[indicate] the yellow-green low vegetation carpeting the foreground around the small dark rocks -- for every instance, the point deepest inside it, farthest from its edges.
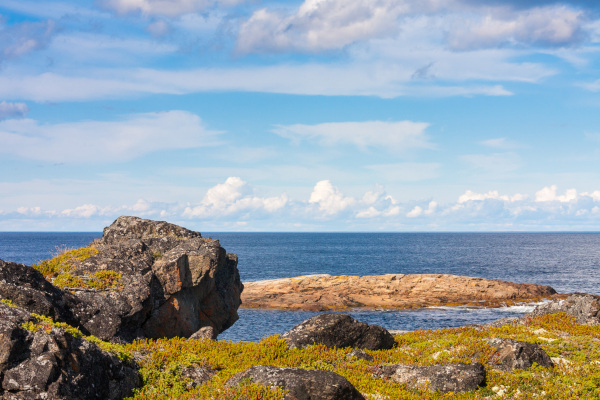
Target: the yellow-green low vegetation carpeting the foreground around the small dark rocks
(574, 348)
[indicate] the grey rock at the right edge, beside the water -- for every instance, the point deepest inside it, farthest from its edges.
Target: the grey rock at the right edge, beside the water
(585, 307)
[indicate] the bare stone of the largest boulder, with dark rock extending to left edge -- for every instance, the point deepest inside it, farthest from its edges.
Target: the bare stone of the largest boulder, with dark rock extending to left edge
(173, 283)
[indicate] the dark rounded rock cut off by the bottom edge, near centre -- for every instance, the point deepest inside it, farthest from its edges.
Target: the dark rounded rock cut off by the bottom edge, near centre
(301, 384)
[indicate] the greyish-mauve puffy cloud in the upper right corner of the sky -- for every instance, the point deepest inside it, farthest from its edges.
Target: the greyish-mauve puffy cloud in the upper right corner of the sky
(550, 25)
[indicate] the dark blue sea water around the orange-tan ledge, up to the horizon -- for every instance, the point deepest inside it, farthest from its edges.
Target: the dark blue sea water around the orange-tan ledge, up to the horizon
(569, 262)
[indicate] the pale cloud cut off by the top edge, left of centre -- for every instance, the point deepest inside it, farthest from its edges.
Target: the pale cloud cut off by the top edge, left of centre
(167, 8)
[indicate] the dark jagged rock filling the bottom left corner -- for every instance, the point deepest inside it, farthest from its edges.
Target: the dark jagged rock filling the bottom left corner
(52, 364)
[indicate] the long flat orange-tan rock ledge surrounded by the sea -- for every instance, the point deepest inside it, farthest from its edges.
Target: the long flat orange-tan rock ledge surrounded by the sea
(327, 292)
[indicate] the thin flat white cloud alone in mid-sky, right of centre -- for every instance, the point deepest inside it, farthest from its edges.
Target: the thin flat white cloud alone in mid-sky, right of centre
(395, 136)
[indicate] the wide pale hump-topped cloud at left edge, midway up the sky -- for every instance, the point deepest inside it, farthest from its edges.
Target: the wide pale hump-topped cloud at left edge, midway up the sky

_____

EXERCISE:
Can you repeat, word for word, every line above from the one containing "[indicate] the long" down to the one containing "[indicate] the wide", including both?

SOLUTION:
[indicate] the long flat orange-tan rock ledge surrounded by the sea -- for every instance, the point deepest inside it, farthest from its edges.
Target: the long flat orange-tan rock ledge surrounded by the sea
(327, 292)
[indicate] the thin flat white cloud alone in mid-sky, right of centre -- for every instance, the point deepest inside it, farthest from its edges.
Target: the thin flat white cloud alone in mid-sky, right of centre
(395, 136)
[indicate] the wide pale hump-topped cloud at left edge, midway up the sky -- for every instance, the point deepest inside it, farthest from its edges.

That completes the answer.